Stored data:
• • • •

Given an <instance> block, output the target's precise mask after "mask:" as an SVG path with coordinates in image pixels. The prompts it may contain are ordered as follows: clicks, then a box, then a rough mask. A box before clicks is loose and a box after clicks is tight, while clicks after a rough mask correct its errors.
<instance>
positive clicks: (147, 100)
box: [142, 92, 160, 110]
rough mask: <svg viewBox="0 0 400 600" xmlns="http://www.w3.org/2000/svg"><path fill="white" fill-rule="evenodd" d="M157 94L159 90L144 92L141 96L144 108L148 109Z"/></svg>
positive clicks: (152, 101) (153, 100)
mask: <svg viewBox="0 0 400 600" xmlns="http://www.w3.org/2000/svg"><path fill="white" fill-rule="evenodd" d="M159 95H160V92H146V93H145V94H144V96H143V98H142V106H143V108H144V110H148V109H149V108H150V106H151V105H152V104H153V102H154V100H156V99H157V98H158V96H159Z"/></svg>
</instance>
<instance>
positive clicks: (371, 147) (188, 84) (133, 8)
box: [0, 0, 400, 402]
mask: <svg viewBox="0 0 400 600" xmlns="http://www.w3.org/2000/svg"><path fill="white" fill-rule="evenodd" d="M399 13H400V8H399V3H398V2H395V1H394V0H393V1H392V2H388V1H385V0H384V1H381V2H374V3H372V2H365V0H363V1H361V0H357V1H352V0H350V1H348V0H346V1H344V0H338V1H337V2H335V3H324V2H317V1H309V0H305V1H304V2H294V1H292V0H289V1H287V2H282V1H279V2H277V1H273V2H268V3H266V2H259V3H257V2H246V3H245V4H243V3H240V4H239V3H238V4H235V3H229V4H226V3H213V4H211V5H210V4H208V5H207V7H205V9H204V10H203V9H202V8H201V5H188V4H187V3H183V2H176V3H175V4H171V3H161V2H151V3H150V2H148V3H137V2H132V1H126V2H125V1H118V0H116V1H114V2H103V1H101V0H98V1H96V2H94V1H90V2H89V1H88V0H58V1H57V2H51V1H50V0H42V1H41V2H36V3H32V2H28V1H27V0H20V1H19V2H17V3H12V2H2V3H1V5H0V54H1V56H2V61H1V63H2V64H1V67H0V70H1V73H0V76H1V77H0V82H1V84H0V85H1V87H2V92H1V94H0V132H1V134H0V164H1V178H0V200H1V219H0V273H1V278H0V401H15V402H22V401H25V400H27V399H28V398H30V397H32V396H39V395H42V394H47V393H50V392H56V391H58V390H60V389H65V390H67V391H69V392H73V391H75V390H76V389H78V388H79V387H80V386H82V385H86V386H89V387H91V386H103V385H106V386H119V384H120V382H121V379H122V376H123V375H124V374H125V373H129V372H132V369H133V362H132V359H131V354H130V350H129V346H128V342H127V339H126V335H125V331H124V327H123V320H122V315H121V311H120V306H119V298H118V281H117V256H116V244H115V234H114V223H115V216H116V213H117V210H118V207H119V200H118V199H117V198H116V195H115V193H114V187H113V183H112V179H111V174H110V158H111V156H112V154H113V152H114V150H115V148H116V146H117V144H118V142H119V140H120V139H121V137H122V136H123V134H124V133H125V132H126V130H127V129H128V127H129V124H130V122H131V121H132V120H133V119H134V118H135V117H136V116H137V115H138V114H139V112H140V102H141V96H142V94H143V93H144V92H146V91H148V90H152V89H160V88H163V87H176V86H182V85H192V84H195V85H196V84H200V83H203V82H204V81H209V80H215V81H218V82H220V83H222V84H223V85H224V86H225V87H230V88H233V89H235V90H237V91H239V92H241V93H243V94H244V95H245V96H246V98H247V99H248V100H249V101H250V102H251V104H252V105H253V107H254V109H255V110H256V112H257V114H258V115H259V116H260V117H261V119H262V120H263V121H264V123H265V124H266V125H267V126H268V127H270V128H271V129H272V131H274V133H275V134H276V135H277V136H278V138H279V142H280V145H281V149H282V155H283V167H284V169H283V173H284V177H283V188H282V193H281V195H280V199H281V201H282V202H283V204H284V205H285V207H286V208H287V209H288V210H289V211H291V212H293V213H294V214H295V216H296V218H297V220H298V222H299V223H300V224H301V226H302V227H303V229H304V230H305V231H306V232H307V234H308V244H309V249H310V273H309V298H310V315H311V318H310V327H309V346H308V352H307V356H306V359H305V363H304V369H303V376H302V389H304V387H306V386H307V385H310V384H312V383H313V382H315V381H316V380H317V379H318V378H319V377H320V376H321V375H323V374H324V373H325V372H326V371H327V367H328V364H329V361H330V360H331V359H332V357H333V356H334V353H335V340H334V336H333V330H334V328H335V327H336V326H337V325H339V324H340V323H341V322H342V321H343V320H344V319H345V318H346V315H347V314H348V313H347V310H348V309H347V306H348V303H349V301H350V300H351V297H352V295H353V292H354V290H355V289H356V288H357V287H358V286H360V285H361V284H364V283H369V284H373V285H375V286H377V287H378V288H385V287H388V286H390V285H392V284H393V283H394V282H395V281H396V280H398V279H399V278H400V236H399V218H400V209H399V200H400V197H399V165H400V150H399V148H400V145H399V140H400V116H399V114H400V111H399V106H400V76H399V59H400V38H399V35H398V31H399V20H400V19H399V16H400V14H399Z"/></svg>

• • • •

Work instructions:
In the records, find every line that has the string "instance" and copy it.

Answer area:
Given an <instance> block, output the target's precise mask after "mask:" as an SVG path with coordinates in image pixels. The prompts it may contain are ordered as follows: clicks, then a box, then a rough mask. A box before clicks is loose and a box after clicks is tight, while clicks after a rough mask correct its errors.
<instance>
</instance>
<instance>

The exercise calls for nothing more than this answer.